• Excerpt to read:
Metadata-Version: 2.1
Name: scrapbook-beta
Version: 0.1.0
Summary: A library for recording and reading data in Jupyter and nteract Notebooks
Home-page: https://github.com/nteract/scrapbook
Author: nteract contributors
Author-email: nteract@googlegroups.com
License: BSD
Project-URL: Funding, https://nteract.io
Project-URL: Source, https://github.com/nteract/scrapbook/
Project-URL: Tracker, https://github.com/nteract/scrapbook/issues
Description: <!---(binder links generated at https://mybinder.readthedocs.io/en/latest/howto/badges.html and compressed at https://tinyurl.com) -->
        
        [![Build Status](https://travis-ci.org/nteract/scrapbook.svg?branch=master)](https://travis-ci.org/nteract/scrapbook)
        [![image](https://codecov.io/github/nteract/scrapbook/coverage.svg?branch=master)](https://codecov.io/github/nteract/scrapbook=master)
        [![Documentation Status](https://readthedocs.org/projects/nteract-scrapbook/badge/?version=latest)](https://nteract-scrapbook.readthedocs.io/en/latest/?badge=latest)
        [![badge](https://tinyurl.com/ybk8qa3j)](https://mybinder.org/v2/gh/nteract/scrapbook/master?filepath=binder%2FResultsDemo.ipynb)
        [![Code style: black](https://img.shields.io/badge/code%20style-black-000000.svg)](https://github.com/ambv/black)
        
        # scrapbook
        
        **scrapbook** is a library for recording a notebook’s data values (scraps) and
        generated visual content (snaps). These recorded scraps and snaps can be read
        at a future time.

• Given material:
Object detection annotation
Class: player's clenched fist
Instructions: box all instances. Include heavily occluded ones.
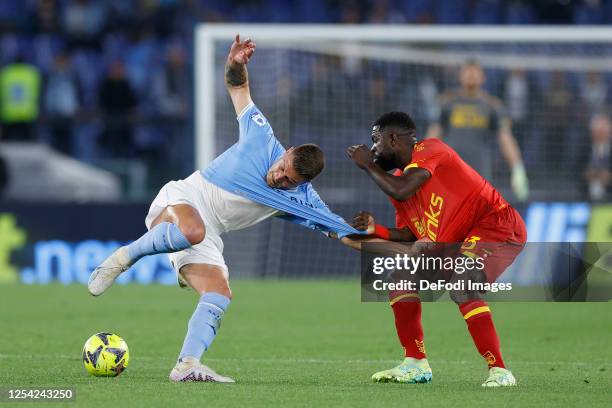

• Task list:
A. Answer these from the scrapbook package description, one line per answer, marked the same way:
(i) What license is the package released under?
(ii) What email address is given for the author?
(iii) What does the library call the generated visual content it records?
B. List every label that appears on a "Project-URL" line in the scrapbook package description.
C. Write the next part of the scrapbook package description, picking up after its last sentence.

• Per-task answers:
A.
(i) BSD
(ii) nteract@googlegroups.com
(iii) Snaps

B. Funding, Source, Tracker

C.
        
        Two new names for information are introduced in scrapbook:
        
        - **scraps**: serializable data values such as strings, lists of objects, pandas
          dataframes, or data table references.
        - **snaps**: named displays of information such as a generated image, plot,
          or UI message which encapsulate information but do not store the underlying
          data.
        
        ## Use Case
        
        Notebook users may wish to record data produced during a notebook execution.
        This recorded data can then be read to be used at a later time or be passed to
        another notebook as input.
        
        Namely scrapbook lets you:
        
        - **persist** data (scraps) in a notebook
        - **sketch** named displays (snaps) in notebooks
        - **recall** any persisted scrap of data or displayed snap
        - **summarize collections** of notebooks
        
        ## API Calls
        
        Scrapbook adds a few basic api commands which enable saving and retrieving data.
        
        ### `glue` to persist scraps
        
        Records a `scrap` (data value) in the given notebook cell.
        
        The `scrap` (recorded value) can be retrieved during later inspection of the
        output notebook.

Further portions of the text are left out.